* Extract provided
____
An Evansville, Ind., planted this corn March 26. "We've had no significant rain since the first week of May. It has never been this dry this early."
Many farmers across the Midwest are facing bleak corn yields. Market expert Jerry Gulke is one of them.
This year, it’s been hard to find farmers who are optimistic about this year’s corn crop. Read AgWeb Crop Comments, and you’ll read how corn hasn’t pollinated and yield are dropping as quick as temperatures are rising.
On Wednesday, USDA analysts chopped the projected corn yield to 146 bu./acre, down 20 bu. from earlier projections.
"USDA surprised even me," says Jerry Gulke, president of the Gulke Group. "I thought we would be looking at somewhere around 150 bu./acre, but they took an ax to it and dropped it 20 bushels per acre."
Weather, of course, is the driving factor behind the low yield expectations.
In the Corn Belt and Midwest, extremely dry conditions and near- to above-normal temperatures are maintaining severe stress on reproductive summer crops, according to USDA's Joint Ag Weather Facility.
During the weekend and early next week, heat will persist on the Plains and intensify across much of the East and Midwest. Several days of 100-degree heat can be expected on the central Plains, and triple-digit readings may briefly return to the upper Midwest. During the next 5 days, little or no rain can be expected on the Plains and across the driest areas of the southern and eastern Corn Belt.
Gulke says the stressful weather has been causing crop condition trend to fall. "We aren’t to 1988 levels for crop conditions yet, but we’re headed that way. I’ve been watching my crop deteriorate from what I thought was a record crop four weeks ago, down to 40 bu./acre or zero."
____
* Extracted records
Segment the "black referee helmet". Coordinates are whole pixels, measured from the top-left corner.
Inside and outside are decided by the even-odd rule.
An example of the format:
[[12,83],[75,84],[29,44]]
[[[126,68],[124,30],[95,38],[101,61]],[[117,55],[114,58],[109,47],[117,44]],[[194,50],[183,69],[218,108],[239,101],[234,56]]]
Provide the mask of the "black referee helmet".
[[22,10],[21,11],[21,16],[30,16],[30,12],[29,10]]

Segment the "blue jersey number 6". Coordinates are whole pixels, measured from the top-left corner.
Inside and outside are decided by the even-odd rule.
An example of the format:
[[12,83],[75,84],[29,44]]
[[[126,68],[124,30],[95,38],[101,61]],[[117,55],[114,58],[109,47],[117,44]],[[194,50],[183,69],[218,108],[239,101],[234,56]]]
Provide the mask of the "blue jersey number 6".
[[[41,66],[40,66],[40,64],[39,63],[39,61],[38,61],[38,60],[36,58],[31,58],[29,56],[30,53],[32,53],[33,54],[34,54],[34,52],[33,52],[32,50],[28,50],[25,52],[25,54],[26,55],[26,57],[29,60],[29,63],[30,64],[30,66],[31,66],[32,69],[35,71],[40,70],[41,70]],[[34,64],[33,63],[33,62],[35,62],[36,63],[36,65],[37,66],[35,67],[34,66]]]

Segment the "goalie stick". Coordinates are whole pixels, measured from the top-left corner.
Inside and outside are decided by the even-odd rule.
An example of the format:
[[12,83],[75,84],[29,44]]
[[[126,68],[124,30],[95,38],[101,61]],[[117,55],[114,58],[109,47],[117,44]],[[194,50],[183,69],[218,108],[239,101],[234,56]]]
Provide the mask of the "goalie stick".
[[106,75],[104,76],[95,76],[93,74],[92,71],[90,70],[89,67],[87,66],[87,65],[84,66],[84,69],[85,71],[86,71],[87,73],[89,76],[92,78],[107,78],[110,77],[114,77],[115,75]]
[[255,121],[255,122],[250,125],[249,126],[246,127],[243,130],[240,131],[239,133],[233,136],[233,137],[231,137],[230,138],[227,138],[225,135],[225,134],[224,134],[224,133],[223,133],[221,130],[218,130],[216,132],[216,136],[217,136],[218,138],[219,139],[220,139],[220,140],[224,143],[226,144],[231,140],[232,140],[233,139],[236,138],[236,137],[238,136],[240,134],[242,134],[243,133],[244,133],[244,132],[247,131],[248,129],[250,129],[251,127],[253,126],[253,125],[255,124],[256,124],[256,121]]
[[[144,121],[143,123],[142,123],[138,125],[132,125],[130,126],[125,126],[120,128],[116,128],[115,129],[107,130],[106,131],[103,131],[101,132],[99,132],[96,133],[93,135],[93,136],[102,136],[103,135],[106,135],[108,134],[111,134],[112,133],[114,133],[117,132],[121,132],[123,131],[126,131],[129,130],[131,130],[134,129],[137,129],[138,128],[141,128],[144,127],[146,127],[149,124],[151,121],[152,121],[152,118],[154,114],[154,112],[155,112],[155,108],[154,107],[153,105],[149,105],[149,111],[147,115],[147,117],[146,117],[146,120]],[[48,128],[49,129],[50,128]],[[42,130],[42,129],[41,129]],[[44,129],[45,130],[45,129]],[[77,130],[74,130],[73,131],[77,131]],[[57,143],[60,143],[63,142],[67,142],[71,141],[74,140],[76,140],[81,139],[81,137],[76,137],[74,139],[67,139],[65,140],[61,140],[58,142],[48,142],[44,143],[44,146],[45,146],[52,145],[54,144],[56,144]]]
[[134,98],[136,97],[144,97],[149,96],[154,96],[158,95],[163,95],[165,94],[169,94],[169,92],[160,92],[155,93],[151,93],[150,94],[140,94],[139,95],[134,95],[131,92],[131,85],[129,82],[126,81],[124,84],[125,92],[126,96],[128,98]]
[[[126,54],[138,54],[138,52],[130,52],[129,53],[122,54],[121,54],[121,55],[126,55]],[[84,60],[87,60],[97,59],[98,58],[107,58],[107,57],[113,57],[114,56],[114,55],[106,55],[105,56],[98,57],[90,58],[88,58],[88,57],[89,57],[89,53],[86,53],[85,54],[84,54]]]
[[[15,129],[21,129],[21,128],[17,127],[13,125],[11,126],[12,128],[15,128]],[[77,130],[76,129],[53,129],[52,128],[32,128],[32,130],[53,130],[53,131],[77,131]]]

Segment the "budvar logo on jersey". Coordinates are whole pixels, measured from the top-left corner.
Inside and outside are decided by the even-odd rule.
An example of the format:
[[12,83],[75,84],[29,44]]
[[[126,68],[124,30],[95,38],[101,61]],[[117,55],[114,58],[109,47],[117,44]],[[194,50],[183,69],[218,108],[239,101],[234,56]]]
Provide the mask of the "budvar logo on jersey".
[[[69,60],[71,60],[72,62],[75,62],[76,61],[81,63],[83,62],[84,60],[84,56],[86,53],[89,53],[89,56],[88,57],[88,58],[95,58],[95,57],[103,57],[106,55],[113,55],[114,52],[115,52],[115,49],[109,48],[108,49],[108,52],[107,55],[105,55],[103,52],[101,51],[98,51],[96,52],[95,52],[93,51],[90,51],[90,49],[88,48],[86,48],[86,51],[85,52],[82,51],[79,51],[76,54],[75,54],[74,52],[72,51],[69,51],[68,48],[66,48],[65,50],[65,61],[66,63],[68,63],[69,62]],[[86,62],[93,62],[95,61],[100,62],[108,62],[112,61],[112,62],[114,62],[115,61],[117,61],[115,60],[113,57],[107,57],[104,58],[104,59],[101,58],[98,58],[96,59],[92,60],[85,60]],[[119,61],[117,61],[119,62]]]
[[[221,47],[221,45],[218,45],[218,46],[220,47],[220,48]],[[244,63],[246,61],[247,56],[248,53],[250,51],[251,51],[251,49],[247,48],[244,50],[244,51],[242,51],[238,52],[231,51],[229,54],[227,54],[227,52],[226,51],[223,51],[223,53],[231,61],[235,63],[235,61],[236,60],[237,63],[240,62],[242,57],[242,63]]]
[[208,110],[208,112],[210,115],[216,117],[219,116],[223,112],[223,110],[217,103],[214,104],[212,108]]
____
* Problem set
(1) Translate this sentence from the corn yield article into Spanish: "Weather, of course, is the driving factor behind the low yield expectations."
(2) Output, word for word, the part of the corn yield article that opens with the words containing "An Evansville, Ind., planted" and closes with "temperatures are rising.".
Work from the corn yield article alone, with no outside sources.

* Per-task answers
(1) El clima, por supuesto, es el factor determinante detrás de las bajas expectativas de rendimiento.

(2)
An Evansville, Ind., planted this corn March 26. "We've had no significant rain since the first week of May. It has never been this dry this early."
Many farmers across the Midwest are facing bleak corn yields. Market expert Jerry Gulke is one of them.
This year, it’s been hard to find farmers who are optimistic about this year’s corn crop. Read AgWeb Crop Comments, and you’ll read how corn hasn’t pollinated and yield are dropping as quick as temperatures are rising.